> Goal
Format the lines from the beginning of the rows through the line containing "[86,54,96,68]", inclusive, as a JSON list of strings with one string per line. Leave out any blank lines.

[Data records]
▼

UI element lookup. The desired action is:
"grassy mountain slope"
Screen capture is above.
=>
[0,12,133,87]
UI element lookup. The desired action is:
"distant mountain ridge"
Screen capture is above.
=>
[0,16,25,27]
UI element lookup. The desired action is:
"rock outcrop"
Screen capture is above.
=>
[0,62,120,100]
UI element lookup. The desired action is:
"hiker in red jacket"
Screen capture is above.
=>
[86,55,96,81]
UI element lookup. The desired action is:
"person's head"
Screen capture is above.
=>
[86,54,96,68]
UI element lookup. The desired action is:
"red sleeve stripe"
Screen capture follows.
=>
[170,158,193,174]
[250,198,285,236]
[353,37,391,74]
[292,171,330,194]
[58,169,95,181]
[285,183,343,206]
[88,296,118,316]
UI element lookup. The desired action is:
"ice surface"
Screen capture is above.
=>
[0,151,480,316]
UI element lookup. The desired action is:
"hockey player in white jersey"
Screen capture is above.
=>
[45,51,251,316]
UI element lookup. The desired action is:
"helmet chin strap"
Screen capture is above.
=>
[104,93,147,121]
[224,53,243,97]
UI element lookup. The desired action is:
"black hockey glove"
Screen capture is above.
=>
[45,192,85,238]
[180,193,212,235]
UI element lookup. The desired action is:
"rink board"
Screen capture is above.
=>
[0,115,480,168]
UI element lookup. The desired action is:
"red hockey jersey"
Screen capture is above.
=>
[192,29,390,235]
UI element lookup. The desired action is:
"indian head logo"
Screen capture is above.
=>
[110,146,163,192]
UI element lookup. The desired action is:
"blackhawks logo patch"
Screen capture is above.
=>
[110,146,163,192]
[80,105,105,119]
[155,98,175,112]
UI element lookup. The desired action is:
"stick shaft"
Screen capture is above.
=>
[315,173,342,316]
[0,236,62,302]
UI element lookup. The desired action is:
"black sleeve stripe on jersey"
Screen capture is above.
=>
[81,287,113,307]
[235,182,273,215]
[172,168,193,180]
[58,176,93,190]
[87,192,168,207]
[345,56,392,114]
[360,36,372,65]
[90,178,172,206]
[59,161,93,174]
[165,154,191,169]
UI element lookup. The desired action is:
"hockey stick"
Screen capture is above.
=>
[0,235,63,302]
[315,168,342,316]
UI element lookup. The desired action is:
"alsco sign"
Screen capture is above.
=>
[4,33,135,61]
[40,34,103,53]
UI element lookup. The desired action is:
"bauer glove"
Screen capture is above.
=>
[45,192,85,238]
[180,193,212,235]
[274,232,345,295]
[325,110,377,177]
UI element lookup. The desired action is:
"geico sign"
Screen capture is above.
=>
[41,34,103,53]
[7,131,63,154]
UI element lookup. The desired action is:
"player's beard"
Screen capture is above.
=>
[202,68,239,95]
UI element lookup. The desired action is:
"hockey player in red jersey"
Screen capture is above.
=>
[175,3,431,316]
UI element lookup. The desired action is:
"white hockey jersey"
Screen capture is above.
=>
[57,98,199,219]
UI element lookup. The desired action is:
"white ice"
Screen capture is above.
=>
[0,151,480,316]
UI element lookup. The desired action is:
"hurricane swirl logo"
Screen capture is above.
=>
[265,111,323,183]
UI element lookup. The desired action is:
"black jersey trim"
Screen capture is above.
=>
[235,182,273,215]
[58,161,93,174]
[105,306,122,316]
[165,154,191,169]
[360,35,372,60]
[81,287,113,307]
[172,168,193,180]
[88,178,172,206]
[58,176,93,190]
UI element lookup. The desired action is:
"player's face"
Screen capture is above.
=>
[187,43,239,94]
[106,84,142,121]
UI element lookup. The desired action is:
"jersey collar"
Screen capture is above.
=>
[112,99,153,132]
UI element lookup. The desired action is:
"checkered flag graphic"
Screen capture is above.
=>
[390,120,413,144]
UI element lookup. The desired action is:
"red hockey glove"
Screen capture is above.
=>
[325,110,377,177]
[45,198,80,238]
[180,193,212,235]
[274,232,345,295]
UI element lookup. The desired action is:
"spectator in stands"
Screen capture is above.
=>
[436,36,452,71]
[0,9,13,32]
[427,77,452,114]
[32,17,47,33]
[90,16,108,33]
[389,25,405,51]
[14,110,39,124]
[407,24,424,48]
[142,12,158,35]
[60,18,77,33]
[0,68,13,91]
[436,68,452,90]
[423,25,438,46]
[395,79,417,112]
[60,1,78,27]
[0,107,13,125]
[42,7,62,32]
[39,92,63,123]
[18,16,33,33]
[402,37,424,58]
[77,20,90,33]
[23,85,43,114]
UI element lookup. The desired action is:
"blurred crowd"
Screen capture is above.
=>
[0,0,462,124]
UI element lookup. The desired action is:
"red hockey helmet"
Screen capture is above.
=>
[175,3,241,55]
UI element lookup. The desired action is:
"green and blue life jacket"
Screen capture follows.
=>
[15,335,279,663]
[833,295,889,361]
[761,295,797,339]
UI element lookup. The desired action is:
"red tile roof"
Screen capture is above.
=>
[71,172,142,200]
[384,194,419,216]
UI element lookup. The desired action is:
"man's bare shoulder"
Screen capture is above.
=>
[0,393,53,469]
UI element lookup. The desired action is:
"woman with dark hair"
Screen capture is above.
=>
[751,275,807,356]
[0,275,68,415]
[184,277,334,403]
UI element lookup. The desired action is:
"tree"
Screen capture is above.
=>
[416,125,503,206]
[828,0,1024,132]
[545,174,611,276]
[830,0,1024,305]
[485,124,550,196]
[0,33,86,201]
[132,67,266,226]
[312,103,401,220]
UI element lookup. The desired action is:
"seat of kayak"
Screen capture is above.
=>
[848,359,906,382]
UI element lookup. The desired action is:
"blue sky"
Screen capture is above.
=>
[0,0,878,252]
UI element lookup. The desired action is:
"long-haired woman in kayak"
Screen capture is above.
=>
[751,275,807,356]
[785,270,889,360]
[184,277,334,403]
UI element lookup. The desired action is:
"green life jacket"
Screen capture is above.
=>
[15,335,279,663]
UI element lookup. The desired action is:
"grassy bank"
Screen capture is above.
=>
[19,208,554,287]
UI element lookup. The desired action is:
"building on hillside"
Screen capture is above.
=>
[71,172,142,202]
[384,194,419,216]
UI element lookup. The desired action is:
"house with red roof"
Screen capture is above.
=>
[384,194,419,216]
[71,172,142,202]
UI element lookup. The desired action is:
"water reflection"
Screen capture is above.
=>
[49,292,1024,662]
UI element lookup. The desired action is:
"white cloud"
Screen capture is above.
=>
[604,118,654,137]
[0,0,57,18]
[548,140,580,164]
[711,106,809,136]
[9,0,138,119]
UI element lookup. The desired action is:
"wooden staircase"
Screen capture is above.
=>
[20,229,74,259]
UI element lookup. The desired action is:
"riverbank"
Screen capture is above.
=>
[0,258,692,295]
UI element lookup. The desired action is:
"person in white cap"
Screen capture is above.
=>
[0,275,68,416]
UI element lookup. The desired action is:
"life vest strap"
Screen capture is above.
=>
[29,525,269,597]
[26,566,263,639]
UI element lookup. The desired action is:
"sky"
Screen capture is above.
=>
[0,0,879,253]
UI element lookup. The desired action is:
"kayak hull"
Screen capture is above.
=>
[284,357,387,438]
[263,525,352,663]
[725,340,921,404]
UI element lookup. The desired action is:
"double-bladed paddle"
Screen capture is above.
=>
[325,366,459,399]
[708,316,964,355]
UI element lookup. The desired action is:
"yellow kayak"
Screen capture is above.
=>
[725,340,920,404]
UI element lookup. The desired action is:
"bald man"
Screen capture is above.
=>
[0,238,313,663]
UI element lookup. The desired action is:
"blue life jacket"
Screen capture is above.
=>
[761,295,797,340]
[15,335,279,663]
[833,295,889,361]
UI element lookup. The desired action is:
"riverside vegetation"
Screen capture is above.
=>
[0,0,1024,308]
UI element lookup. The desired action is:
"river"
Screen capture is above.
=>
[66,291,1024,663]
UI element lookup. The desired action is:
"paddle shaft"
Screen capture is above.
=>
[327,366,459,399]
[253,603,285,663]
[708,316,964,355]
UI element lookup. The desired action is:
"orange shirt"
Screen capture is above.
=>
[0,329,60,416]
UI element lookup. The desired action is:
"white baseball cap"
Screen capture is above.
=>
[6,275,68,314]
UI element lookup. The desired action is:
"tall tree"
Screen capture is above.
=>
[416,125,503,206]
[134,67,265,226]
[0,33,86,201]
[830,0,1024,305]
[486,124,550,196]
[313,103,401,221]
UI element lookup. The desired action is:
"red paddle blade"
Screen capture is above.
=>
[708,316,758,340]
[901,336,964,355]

▲

> Final answer
[
  "UI element lookup. The desired action is:",
  "\"grassy mountain slope\"",
  "Screen capture is above.",
  "=>",
  "[0,12,133,87]",
  "UI element lookup. The desired action is:",
  "\"distant mountain ridge\"",
  "Screen capture is above.",
  "=>",
  "[0,16,25,27]",
  "UI element lookup. The desired action is:",
  "\"rock outcrop\"",
  "Screen capture is above.",
  "=>",
  "[0,62,120,100]",
  "UI element lookup. The desired action is:",
  "\"hiker in red jacket\"",
  "Screen capture is above.",
  "=>",
  "[86,55,96,81]",
  "UI element lookup. The desired action is:",
  "\"person's head\"",
  "Screen capture is above.",
  "=>",
  "[86,54,96,68]"
]